• EXERCISE
Report every line of the rows that contains the string "trim".

• PROVIDED RECORDS
◆ ◆ ◆ ◆ ◆

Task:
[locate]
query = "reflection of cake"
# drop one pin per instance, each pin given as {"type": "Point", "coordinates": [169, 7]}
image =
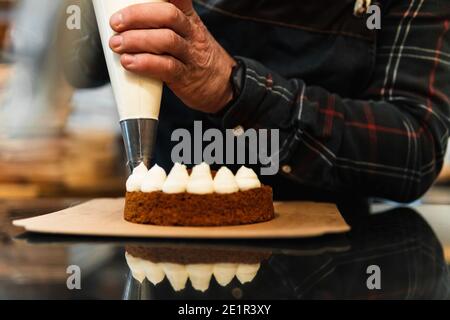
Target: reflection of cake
{"type": "Point", "coordinates": [197, 265]}
{"type": "Point", "coordinates": [199, 199]}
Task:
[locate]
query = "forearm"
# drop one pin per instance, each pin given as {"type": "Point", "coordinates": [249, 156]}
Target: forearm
{"type": "Point", "coordinates": [373, 148]}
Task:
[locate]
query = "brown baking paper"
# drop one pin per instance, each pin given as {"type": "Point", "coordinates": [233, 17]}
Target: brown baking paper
{"type": "Point", "coordinates": [104, 217]}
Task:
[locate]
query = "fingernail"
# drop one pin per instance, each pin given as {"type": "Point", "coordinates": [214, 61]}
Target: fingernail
{"type": "Point", "coordinates": [128, 59]}
{"type": "Point", "coordinates": [116, 42]}
{"type": "Point", "coordinates": [116, 20]}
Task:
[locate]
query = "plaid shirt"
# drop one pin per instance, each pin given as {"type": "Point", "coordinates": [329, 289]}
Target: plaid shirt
{"type": "Point", "coordinates": [389, 139]}
{"type": "Point", "coordinates": [360, 112]}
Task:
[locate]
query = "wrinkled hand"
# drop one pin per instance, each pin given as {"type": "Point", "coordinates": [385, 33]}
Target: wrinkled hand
{"type": "Point", "coordinates": [169, 41]}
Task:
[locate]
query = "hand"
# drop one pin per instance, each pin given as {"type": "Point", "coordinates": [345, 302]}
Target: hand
{"type": "Point", "coordinates": [169, 41]}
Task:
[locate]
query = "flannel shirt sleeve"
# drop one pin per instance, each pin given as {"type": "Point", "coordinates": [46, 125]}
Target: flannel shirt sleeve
{"type": "Point", "coordinates": [388, 143]}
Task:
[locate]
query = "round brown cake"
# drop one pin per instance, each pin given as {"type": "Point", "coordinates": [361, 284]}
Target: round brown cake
{"type": "Point", "coordinates": [186, 209]}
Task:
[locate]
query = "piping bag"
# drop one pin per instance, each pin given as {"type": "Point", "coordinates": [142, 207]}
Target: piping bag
{"type": "Point", "coordinates": [138, 98]}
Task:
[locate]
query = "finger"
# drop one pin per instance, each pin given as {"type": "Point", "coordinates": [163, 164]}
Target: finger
{"type": "Point", "coordinates": [165, 68]}
{"type": "Point", "coordinates": [151, 16]}
{"type": "Point", "coordinates": [184, 5]}
{"type": "Point", "coordinates": [156, 41]}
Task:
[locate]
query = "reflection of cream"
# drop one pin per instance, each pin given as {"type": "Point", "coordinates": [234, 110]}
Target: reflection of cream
{"type": "Point", "coordinates": [224, 273]}
{"type": "Point", "coordinates": [136, 267]}
{"type": "Point", "coordinates": [177, 275]}
{"type": "Point", "coordinates": [247, 179]}
{"type": "Point", "coordinates": [153, 271]}
{"type": "Point", "coordinates": [134, 182]}
{"type": "Point", "coordinates": [154, 179]}
{"type": "Point", "coordinates": [225, 182]}
{"type": "Point", "coordinates": [247, 272]}
{"type": "Point", "coordinates": [177, 180]}
{"type": "Point", "coordinates": [199, 274]}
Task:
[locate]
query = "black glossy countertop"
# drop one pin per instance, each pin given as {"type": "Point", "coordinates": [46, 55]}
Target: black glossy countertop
{"type": "Point", "coordinates": [410, 246]}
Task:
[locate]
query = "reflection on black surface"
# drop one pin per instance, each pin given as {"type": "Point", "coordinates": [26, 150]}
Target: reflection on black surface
{"type": "Point", "coordinates": [399, 241]}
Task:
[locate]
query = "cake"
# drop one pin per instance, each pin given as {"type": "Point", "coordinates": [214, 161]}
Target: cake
{"type": "Point", "coordinates": [197, 198]}
{"type": "Point", "coordinates": [199, 265]}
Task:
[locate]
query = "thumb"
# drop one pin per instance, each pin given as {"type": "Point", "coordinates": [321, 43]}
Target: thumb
{"type": "Point", "coordinates": [184, 5]}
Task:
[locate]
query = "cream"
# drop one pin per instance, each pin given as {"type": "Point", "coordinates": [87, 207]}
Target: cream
{"type": "Point", "coordinates": [247, 179]}
{"type": "Point", "coordinates": [225, 182]}
{"type": "Point", "coordinates": [177, 180]}
{"type": "Point", "coordinates": [200, 181]}
{"type": "Point", "coordinates": [134, 181]}
{"type": "Point", "coordinates": [154, 179]}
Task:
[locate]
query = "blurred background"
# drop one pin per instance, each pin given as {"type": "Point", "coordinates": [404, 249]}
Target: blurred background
{"type": "Point", "coordinates": [56, 141]}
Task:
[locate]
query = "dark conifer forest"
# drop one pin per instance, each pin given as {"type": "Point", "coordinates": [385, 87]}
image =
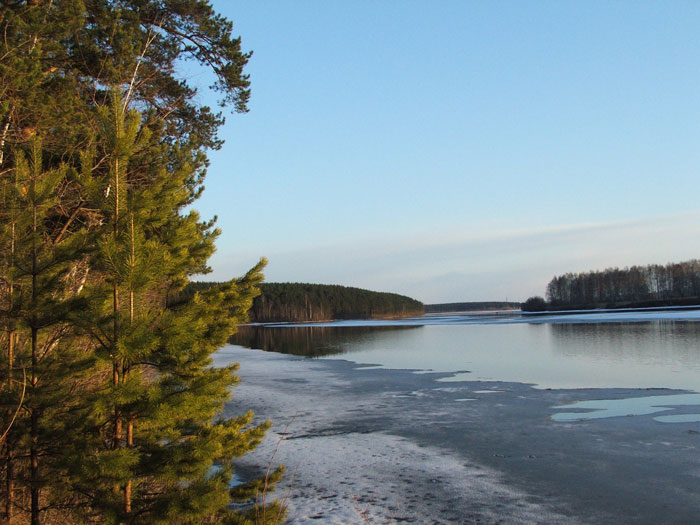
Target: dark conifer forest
{"type": "Point", "coordinates": [299, 302]}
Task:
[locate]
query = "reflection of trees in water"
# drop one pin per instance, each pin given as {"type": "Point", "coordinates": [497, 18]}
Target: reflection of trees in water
{"type": "Point", "coordinates": [655, 340]}
{"type": "Point", "coordinates": [309, 341]}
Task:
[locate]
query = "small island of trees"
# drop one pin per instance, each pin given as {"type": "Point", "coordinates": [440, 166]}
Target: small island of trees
{"type": "Point", "coordinates": [303, 302]}
{"type": "Point", "coordinates": [653, 285]}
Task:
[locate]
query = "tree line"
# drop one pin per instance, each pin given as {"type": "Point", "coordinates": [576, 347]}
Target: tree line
{"type": "Point", "coordinates": [650, 285]}
{"type": "Point", "coordinates": [471, 306]}
{"type": "Point", "coordinates": [299, 302]}
{"type": "Point", "coordinates": [109, 405]}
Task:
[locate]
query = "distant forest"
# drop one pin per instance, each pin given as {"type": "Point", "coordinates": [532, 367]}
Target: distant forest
{"type": "Point", "coordinates": [638, 286]}
{"type": "Point", "coordinates": [471, 306]}
{"type": "Point", "coordinates": [299, 302]}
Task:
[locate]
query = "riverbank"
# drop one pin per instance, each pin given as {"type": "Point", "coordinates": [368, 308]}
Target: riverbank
{"type": "Point", "coordinates": [403, 447]}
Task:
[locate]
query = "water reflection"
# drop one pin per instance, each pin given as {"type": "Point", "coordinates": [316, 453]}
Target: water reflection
{"type": "Point", "coordinates": [651, 354]}
{"type": "Point", "coordinates": [652, 342]}
{"type": "Point", "coordinates": [314, 341]}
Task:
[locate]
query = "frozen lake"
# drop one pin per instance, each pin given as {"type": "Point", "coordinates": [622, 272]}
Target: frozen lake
{"type": "Point", "coordinates": [630, 349]}
{"type": "Point", "coordinates": [583, 418]}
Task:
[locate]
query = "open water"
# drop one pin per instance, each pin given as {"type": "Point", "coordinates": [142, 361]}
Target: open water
{"type": "Point", "coordinates": [647, 349]}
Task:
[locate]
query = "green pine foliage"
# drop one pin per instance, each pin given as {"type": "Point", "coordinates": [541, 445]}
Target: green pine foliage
{"type": "Point", "coordinates": [109, 404]}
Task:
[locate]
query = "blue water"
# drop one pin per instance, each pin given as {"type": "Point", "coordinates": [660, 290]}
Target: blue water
{"type": "Point", "coordinates": [631, 349]}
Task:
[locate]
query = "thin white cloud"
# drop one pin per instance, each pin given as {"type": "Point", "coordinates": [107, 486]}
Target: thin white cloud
{"type": "Point", "coordinates": [484, 265]}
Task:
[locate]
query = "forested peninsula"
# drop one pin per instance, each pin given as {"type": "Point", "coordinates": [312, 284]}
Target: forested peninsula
{"type": "Point", "coordinates": [653, 285]}
{"type": "Point", "coordinates": [472, 306]}
{"type": "Point", "coordinates": [302, 302]}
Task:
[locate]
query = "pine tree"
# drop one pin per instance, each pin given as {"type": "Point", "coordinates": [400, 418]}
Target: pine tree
{"type": "Point", "coordinates": [119, 421]}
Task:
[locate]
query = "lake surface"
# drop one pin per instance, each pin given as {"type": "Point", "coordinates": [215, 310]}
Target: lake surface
{"type": "Point", "coordinates": [632, 349]}
{"type": "Point", "coordinates": [557, 416]}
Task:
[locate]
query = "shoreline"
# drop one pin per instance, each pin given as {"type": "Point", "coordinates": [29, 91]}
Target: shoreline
{"type": "Point", "coordinates": [403, 447]}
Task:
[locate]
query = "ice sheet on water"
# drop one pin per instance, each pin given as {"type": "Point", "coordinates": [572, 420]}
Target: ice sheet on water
{"type": "Point", "coordinates": [632, 406]}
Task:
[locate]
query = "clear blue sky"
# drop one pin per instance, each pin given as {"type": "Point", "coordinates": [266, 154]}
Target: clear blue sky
{"type": "Point", "coordinates": [457, 150]}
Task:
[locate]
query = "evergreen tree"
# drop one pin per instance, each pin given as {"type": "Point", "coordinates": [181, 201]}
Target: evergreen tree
{"type": "Point", "coordinates": [119, 418]}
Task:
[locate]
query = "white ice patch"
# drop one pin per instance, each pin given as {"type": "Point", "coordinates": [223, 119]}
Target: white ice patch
{"type": "Point", "coordinates": [633, 406]}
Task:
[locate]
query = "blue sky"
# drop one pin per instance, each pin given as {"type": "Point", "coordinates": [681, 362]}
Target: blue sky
{"type": "Point", "coordinates": [455, 150]}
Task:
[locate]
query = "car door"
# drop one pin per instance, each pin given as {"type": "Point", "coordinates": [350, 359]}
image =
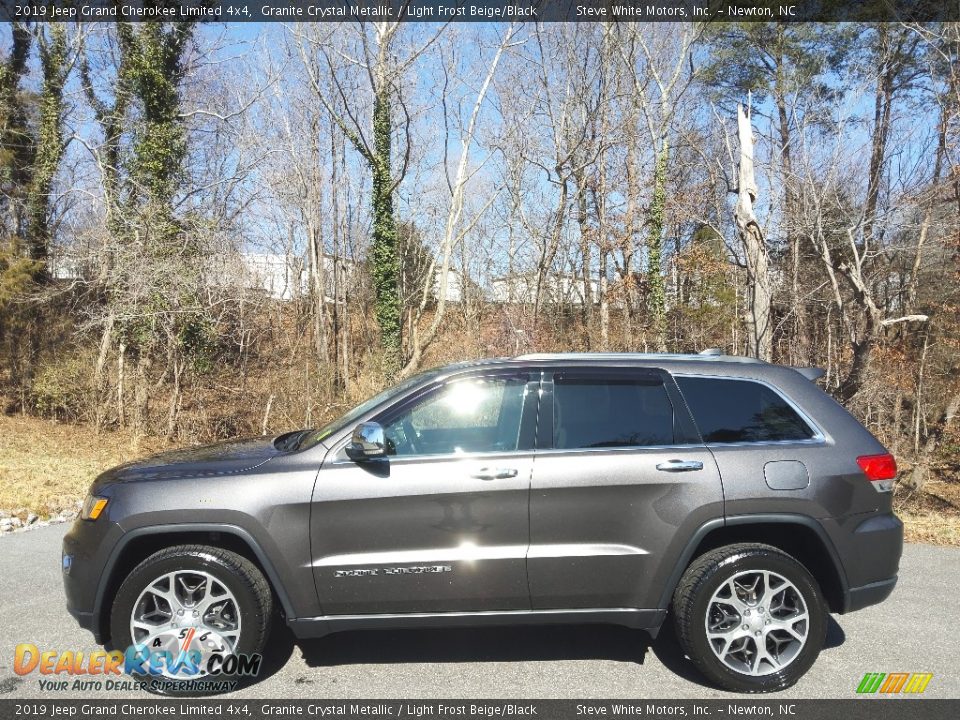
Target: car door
{"type": "Point", "coordinates": [620, 470]}
{"type": "Point", "coordinates": [441, 524]}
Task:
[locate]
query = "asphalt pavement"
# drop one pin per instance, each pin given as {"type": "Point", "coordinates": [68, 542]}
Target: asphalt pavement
{"type": "Point", "coordinates": [916, 630]}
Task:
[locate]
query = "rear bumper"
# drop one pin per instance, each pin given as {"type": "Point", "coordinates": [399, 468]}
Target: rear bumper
{"type": "Point", "coordinates": [870, 547]}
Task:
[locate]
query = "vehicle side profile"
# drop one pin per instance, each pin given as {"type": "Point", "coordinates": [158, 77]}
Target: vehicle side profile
{"type": "Point", "coordinates": [732, 496]}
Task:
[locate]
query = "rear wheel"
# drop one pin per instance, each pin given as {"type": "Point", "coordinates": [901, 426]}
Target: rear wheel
{"type": "Point", "coordinates": [193, 611]}
{"type": "Point", "coordinates": [750, 617]}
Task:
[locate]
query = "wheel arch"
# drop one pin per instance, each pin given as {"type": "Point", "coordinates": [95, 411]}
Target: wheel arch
{"type": "Point", "coordinates": [800, 536]}
{"type": "Point", "coordinates": [137, 545]}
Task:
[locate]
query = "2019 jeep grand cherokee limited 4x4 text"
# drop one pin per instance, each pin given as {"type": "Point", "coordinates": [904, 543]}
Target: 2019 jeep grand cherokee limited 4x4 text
{"type": "Point", "coordinates": [733, 495]}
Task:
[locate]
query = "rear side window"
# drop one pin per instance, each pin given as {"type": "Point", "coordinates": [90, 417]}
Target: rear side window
{"type": "Point", "coordinates": [610, 412]}
{"type": "Point", "coordinates": [741, 411]}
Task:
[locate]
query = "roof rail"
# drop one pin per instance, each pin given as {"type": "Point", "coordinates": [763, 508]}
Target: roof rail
{"type": "Point", "coordinates": [712, 354]}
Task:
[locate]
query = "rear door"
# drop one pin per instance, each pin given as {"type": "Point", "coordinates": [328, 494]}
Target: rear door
{"type": "Point", "coordinates": [620, 470]}
{"type": "Point", "coordinates": [442, 523]}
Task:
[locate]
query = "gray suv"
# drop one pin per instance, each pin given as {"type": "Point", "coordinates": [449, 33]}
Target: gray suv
{"type": "Point", "coordinates": [731, 496]}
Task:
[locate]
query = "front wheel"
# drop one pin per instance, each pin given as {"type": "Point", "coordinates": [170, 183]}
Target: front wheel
{"type": "Point", "coordinates": [750, 617]}
{"type": "Point", "coordinates": [195, 618]}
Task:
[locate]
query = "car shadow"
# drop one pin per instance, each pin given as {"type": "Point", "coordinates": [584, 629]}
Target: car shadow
{"type": "Point", "coordinates": [493, 644]}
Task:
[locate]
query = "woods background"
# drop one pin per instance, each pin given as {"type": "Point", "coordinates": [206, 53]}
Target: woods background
{"type": "Point", "coordinates": [211, 231]}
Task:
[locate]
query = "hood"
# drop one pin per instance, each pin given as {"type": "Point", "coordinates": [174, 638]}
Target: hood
{"type": "Point", "coordinates": [222, 458]}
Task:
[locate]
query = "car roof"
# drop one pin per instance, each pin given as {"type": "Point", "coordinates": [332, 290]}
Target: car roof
{"type": "Point", "coordinates": [706, 359]}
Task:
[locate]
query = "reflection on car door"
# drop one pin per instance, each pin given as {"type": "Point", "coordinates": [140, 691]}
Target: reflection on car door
{"type": "Point", "coordinates": [441, 524]}
{"type": "Point", "coordinates": [619, 469]}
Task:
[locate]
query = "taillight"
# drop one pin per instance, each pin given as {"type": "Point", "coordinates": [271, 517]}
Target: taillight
{"type": "Point", "coordinates": [881, 470]}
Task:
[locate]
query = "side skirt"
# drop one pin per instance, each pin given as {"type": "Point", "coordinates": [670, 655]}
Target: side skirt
{"type": "Point", "coordinates": [316, 627]}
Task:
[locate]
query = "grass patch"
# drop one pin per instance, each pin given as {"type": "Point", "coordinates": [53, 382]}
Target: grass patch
{"type": "Point", "coordinates": [45, 467]}
{"type": "Point", "coordinates": [932, 516]}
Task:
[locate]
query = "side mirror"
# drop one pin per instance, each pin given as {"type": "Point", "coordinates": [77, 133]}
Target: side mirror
{"type": "Point", "coordinates": [367, 443]}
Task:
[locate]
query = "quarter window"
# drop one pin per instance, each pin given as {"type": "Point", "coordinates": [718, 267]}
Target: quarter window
{"type": "Point", "coordinates": [729, 410]}
{"type": "Point", "coordinates": [466, 416]}
{"type": "Point", "coordinates": [610, 412]}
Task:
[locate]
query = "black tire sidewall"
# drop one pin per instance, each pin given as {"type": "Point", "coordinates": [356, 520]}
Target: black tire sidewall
{"type": "Point", "coordinates": [252, 638]}
{"type": "Point", "coordinates": [757, 559]}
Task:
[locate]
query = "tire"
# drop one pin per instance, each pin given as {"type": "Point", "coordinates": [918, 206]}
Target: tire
{"type": "Point", "coordinates": [235, 610]}
{"type": "Point", "coordinates": [726, 590]}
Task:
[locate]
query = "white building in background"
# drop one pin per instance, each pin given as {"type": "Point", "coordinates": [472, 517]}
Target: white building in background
{"type": "Point", "coordinates": [560, 288]}
{"type": "Point", "coordinates": [285, 277]}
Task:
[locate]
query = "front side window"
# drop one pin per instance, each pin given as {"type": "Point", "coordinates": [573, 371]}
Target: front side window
{"type": "Point", "coordinates": [728, 410]}
{"type": "Point", "coordinates": [610, 412]}
{"type": "Point", "coordinates": [466, 416]}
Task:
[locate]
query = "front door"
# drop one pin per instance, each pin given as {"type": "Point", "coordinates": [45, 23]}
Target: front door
{"type": "Point", "coordinates": [442, 523]}
{"type": "Point", "coordinates": [620, 471]}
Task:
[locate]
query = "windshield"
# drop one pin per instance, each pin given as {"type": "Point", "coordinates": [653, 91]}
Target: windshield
{"type": "Point", "coordinates": [315, 436]}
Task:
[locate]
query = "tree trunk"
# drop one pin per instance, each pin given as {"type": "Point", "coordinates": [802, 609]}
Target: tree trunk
{"type": "Point", "coordinates": [656, 302]}
{"type": "Point", "coordinates": [755, 247]}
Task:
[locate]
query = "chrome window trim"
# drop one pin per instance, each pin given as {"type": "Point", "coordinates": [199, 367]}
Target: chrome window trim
{"type": "Point", "coordinates": [819, 437]}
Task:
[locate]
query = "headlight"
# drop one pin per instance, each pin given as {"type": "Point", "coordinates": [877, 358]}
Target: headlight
{"type": "Point", "coordinates": [92, 507]}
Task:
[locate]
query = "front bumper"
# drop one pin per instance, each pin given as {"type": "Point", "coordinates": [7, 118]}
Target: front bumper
{"type": "Point", "coordinates": [866, 595]}
{"type": "Point", "coordinates": [86, 549]}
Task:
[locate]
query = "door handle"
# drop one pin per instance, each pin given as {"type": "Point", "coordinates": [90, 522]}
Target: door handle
{"type": "Point", "coordinates": [494, 473]}
{"type": "Point", "coordinates": [680, 465]}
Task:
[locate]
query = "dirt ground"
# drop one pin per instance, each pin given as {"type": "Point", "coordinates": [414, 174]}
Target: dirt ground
{"type": "Point", "coordinates": [46, 467]}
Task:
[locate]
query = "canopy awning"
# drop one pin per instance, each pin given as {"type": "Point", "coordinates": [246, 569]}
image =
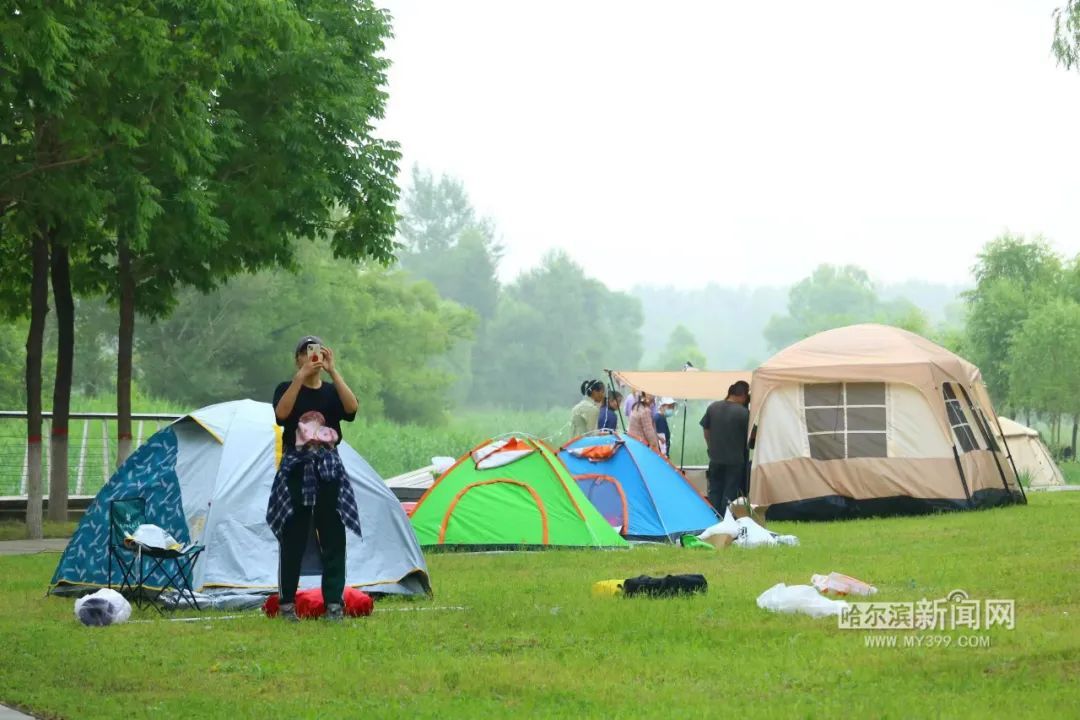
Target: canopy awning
{"type": "Point", "coordinates": [683, 384]}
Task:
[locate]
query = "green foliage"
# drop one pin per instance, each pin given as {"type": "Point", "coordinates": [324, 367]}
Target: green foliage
{"type": "Point", "coordinates": [447, 245]}
{"type": "Point", "coordinates": [444, 243]}
{"type": "Point", "coordinates": [1042, 363]}
{"type": "Point", "coordinates": [554, 328]}
{"type": "Point", "coordinates": [1066, 44]}
{"type": "Point", "coordinates": [835, 297]}
{"type": "Point", "coordinates": [682, 349]}
{"type": "Point", "coordinates": [529, 639]}
{"type": "Point", "coordinates": [727, 322]}
{"type": "Point", "coordinates": [238, 341]}
{"type": "Point", "coordinates": [1012, 276]}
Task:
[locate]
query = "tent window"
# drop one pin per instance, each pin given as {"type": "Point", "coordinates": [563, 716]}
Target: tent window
{"type": "Point", "coordinates": [957, 418]}
{"type": "Point", "coordinates": [846, 420]}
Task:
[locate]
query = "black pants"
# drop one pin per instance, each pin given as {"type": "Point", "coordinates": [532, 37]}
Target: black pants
{"type": "Point", "coordinates": [725, 484]}
{"type": "Point", "coordinates": [329, 535]}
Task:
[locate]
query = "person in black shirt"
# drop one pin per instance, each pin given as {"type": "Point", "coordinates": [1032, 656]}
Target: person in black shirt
{"type": "Point", "coordinates": [311, 488]}
{"type": "Point", "coordinates": [726, 423]}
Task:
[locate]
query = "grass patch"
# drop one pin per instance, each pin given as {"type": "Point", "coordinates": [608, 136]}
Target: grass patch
{"type": "Point", "coordinates": [534, 641]}
{"type": "Point", "coordinates": [16, 529]}
{"type": "Point", "coordinates": [1071, 472]}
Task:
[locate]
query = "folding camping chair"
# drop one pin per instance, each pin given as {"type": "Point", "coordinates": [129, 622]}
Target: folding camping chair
{"type": "Point", "coordinates": [125, 515]}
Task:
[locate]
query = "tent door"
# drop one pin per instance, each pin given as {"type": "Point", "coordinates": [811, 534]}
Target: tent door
{"type": "Point", "coordinates": [606, 494]}
{"type": "Point", "coordinates": [517, 507]}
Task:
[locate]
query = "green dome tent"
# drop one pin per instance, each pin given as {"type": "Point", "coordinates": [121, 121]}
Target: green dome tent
{"type": "Point", "coordinates": [510, 493]}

◆ ◆ ◆ ◆ ◆

• TASK ANSWER
query = "chrome window trim"
Target: chrome window trim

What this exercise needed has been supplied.